- **WORK ITEM**:
Once you have read the entries below, give them all again without any difference.

- **DATA RECORDS**:
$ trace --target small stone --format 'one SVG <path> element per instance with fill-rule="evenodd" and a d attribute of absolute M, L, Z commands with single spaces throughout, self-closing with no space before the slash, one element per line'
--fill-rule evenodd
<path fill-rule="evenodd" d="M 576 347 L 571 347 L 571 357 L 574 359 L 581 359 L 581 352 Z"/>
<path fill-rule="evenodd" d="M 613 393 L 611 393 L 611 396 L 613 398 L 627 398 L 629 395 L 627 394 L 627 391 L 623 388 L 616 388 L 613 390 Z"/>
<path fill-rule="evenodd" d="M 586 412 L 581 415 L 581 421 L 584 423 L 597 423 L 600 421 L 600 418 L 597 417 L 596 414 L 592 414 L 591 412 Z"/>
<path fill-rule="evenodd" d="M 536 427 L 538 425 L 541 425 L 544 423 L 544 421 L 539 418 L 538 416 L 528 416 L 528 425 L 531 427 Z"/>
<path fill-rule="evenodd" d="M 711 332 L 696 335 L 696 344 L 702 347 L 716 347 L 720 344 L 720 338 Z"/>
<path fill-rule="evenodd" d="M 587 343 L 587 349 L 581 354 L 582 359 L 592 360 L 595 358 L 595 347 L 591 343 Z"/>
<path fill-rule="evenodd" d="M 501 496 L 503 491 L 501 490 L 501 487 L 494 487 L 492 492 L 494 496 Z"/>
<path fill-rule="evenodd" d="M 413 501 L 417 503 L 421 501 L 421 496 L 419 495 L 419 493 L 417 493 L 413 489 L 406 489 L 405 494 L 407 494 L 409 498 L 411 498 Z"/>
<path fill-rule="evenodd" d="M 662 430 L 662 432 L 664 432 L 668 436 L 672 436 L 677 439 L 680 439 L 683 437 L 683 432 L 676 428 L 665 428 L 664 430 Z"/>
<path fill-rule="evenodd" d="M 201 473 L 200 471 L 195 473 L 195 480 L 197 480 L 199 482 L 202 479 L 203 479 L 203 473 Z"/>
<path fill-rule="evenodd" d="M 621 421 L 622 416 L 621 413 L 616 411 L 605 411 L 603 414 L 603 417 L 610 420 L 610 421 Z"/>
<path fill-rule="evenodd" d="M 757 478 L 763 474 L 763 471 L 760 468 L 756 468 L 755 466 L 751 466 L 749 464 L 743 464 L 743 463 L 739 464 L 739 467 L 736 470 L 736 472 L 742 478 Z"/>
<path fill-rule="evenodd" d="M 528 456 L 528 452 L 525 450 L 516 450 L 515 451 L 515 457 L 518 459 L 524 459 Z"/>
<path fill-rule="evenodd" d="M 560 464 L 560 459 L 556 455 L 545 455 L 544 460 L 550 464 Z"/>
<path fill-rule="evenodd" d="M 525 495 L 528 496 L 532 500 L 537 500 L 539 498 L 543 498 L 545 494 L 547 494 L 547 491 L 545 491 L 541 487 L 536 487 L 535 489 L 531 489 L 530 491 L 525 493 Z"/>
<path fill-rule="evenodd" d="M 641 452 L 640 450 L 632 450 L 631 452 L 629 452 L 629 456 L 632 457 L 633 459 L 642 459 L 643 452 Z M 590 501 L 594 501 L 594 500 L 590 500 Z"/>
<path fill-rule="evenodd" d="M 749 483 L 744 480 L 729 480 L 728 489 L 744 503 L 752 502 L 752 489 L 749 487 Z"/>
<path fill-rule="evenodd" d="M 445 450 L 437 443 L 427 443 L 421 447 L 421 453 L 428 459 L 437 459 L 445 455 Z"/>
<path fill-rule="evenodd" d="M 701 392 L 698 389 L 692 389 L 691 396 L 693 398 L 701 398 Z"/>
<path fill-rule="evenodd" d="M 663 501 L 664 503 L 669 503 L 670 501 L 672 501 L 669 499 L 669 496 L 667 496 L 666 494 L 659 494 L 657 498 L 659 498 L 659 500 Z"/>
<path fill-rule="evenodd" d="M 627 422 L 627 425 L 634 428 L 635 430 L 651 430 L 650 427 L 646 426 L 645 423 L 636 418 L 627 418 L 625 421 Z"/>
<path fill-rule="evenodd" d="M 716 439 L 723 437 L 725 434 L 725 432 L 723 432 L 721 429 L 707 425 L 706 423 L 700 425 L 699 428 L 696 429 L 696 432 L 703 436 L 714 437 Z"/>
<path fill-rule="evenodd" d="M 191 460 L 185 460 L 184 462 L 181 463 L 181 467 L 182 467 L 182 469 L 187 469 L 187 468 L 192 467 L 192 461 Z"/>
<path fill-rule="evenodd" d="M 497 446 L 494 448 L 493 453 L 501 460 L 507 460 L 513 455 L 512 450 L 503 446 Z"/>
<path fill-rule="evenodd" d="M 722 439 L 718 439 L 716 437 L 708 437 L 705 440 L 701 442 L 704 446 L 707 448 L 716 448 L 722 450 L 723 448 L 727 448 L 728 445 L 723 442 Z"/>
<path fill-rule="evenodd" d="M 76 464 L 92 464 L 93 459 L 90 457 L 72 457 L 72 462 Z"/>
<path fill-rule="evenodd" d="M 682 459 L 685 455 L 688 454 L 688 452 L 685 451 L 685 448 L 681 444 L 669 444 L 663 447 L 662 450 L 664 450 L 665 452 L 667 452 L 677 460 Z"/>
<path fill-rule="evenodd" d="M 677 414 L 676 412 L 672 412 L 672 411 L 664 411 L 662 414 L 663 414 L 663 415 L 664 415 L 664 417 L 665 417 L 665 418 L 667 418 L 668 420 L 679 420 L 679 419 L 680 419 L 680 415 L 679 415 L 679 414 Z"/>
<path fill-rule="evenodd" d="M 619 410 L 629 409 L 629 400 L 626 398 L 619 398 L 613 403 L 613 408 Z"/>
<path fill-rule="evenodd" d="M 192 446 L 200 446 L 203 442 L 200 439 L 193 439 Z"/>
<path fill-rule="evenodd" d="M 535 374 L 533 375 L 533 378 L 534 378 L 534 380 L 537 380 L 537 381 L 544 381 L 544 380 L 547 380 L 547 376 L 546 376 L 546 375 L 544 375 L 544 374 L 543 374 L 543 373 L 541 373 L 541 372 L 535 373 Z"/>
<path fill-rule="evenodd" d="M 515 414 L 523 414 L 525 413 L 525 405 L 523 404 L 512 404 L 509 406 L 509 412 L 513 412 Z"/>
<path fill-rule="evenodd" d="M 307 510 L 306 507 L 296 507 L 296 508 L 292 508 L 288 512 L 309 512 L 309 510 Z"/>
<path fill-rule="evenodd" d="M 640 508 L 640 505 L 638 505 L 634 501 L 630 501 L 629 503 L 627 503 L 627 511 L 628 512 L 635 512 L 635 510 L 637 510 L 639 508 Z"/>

- **ANSWER FOR THE TASK**:
$ trace --target small stone --format 'one SVG <path> element per instance with fill-rule="evenodd" and a d attribute of absolute M, L, Z commands with single spaces throughout, self-closing with no space before the slash, one element per line'
--fill-rule evenodd
<path fill-rule="evenodd" d="M 576 347 L 571 347 L 571 357 L 574 359 L 581 359 L 581 352 Z"/>
<path fill-rule="evenodd" d="M 613 393 L 611 393 L 611 396 L 613 398 L 627 398 L 629 395 L 627 394 L 627 391 L 623 388 L 616 388 L 613 390 Z"/>
<path fill-rule="evenodd" d="M 586 412 L 581 415 L 581 421 L 584 423 L 597 423 L 600 421 L 600 418 L 597 417 L 596 414 L 592 414 L 591 412 Z"/>
<path fill-rule="evenodd" d="M 536 427 L 538 425 L 541 425 L 544 423 L 544 421 L 539 418 L 538 416 L 528 416 L 528 425 L 531 427 Z"/>
<path fill-rule="evenodd" d="M 711 332 L 696 335 L 696 344 L 702 347 L 716 347 L 720 344 L 720 338 Z"/>
<path fill-rule="evenodd" d="M 587 343 L 587 349 L 581 354 L 582 359 L 592 360 L 595 358 L 595 347 L 591 343 Z"/>
<path fill-rule="evenodd" d="M 501 496 L 503 491 L 501 490 L 501 487 L 494 487 L 492 492 L 494 496 Z"/>
<path fill-rule="evenodd" d="M 413 501 L 417 503 L 421 501 L 421 496 L 419 495 L 419 493 L 417 493 L 413 489 L 406 489 L 405 494 L 407 494 L 409 498 L 411 498 Z"/>
<path fill-rule="evenodd" d="M 662 430 L 662 432 L 664 432 L 668 436 L 672 436 L 677 439 L 680 439 L 683 437 L 683 432 L 676 428 L 665 428 L 664 430 Z"/>
<path fill-rule="evenodd" d="M 201 473 L 200 471 L 195 473 L 195 480 L 197 480 L 199 482 L 202 479 L 203 479 L 203 473 Z"/>
<path fill-rule="evenodd" d="M 621 421 L 622 416 L 621 413 L 616 411 L 605 411 L 603 414 L 603 417 L 610 420 L 610 421 Z"/>
<path fill-rule="evenodd" d="M 757 478 L 763 474 L 763 471 L 760 468 L 756 468 L 755 466 L 751 466 L 749 464 L 743 464 L 743 463 L 739 464 L 739 467 L 736 470 L 736 472 L 742 478 Z"/>
<path fill-rule="evenodd" d="M 528 456 L 528 452 L 525 450 L 516 450 L 515 451 L 515 457 L 518 459 L 524 459 Z"/>
<path fill-rule="evenodd" d="M 560 464 L 560 459 L 556 455 L 545 455 L 544 460 L 550 464 Z"/>
<path fill-rule="evenodd" d="M 525 495 L 528 496 L 532 500 L 537 500 L 539 498 L 543 498 L 545 494 L 547 494 L 547 491 L 545 491 L 541 487 L 536 487 L 535 489 L 531 489 L 530 491 L 525 493 Z"/>
<path fill-rule="evenodd" d="M 641 452 L 640 450 L 632 450 L 631 452 L 629 452 L 629 456 L 632 457 L 633 459 L 642 459 L 643 452 Z M 590 501 L 594 501 L 594 500 L 590 500 Z"/>
<path fill-rule="evenodd" d="M 749 483 L 744 480 L 729 480 L 728 489 L 744 503 L 752 502 L 752 489 L 749 487 Z"/>
<path fill-rule="evenodd" d="M 445 450 L 437 443 L 427 443 L 421 447 L 421 453 L 428 459 L 437 459 L 445 455 Z"/>
<path fill-rule="evenodd" d="M 701 392 L 698 389 L 692 389 L 691 396 L 693 398 L 701 398 Z"/>
<path fill-rule="evenodd" d="M 663 501 L 664 503 L 669 503 L 670 501 L 672 501 L 669 499 L 669 496 L 667 496 L 666 494 L 659 494 L 657 498 L 659 498 L 659 500 Z"/>
<path fill-rule="evenodd" d="M 627 422 L 627 425 L 634 428 L 635 430 L 651 430 L 650 427 L 646 426 L 645 423 L 636 418 L 627 418 L 625 421 Z"/>
<path fill-rule="evenodd" d="M 716 439 L 723 437 L 725 434 L 725 432 L 723 432 L 721 429 L 707 425 L 706 423 L 700 425 L 699 428 L 696 429 L 696 432 L 703 436 L 714 437 Z"/>
<path fill-rule="evenodd" d="M 191 460 L 185 460 L 184 462 L 181 463 L 181 467 L 182 467 L 182 469 L 187 469 L 187 468 L 192 467 L 192 461 Z"/>
<path fill-rule="evenodd" d="M 497 446 L 494 448 L 493 453 L 501 460 L 507 460 L 513 455 L 512 450 L 503 446 Z"/>
<path fill-rule="evenodd" d="M 722 439 L 718 439 L 716 437 L 708 437 L 705 440 L 701 442 L 704 446 L 707 448 L 716 448 L 722 450 L 723 448 L 727 448 L 728 445 L 723 442 Z"/>
<path fill-rule="evenodd" d="M 76 464 L 92 464 L 93 459 L 90 457 L 72 457 L 72 462 Z"/>
<path fill-rule="evenodd" d="M 682 459 L 685 455 L 688 454 L 688 452 L 685 451 L 685 448 L 681 444 L 669 444 L 663 447 L 662 450 L 664 450 L 665 452 L 667 452 L 677 460 Z"/>
<path fill-rule="evenodd" d="M 677 414 L 676 412 L 672 412 L 672 411 L 664 411 L 662 414 L 663 414 L 663 415 L 664 415 L 664 417 L 665 417 L 665 418 L 667 418 L 668 420 L 679 420 L 679 419 L 680 419 L 680 415 L 679 415 L 679 414 Z"/>
<path fill-rule="evenodd" d="M 619 410 L 629 409 L 629 400 L 626 398 L 619 398 L 613 403 L 613 408 Z"/>
<path fill-rule="evenodd" d="M 192 446 L 200 446 L 203 442 L 200 439 L 193 439 Z"/>
<path fill-rule="evenodd" d="M 535 374 L 533 375 L 533 378 L 534 378 L 534 380 L 537 380 L 537 381 L 544 381 L 544 380 L 547 380 L 547 376 L 546 376 L 546 375 L 544 375 L 544 374 L 543 374 L 543 373 L 541 373 L 541 372 L 535 373 Z"/>
<path fill-rule="evenodd" d="M 515 414 L 523 414 L 525 413 L 525 405 L 523 404 L 512 404 L 509 406 L 509 412 L 513 412 Z"/>
<path fill-rule="evenodd" d="M 307 510 L 306 507 L 296 507 L 296 508 L 292 508 L 288 512 L 309 512 L 309 510 Z"/>
<path fill-rule="evenodd" d="M 640 508 L 640 505 L 638 505 L 634 501 L 630 501 L 629 503 L 627 503 L 627 511 L 628 512 L 635 512 L 635 510 L 637 510 L 639 508 Z"/>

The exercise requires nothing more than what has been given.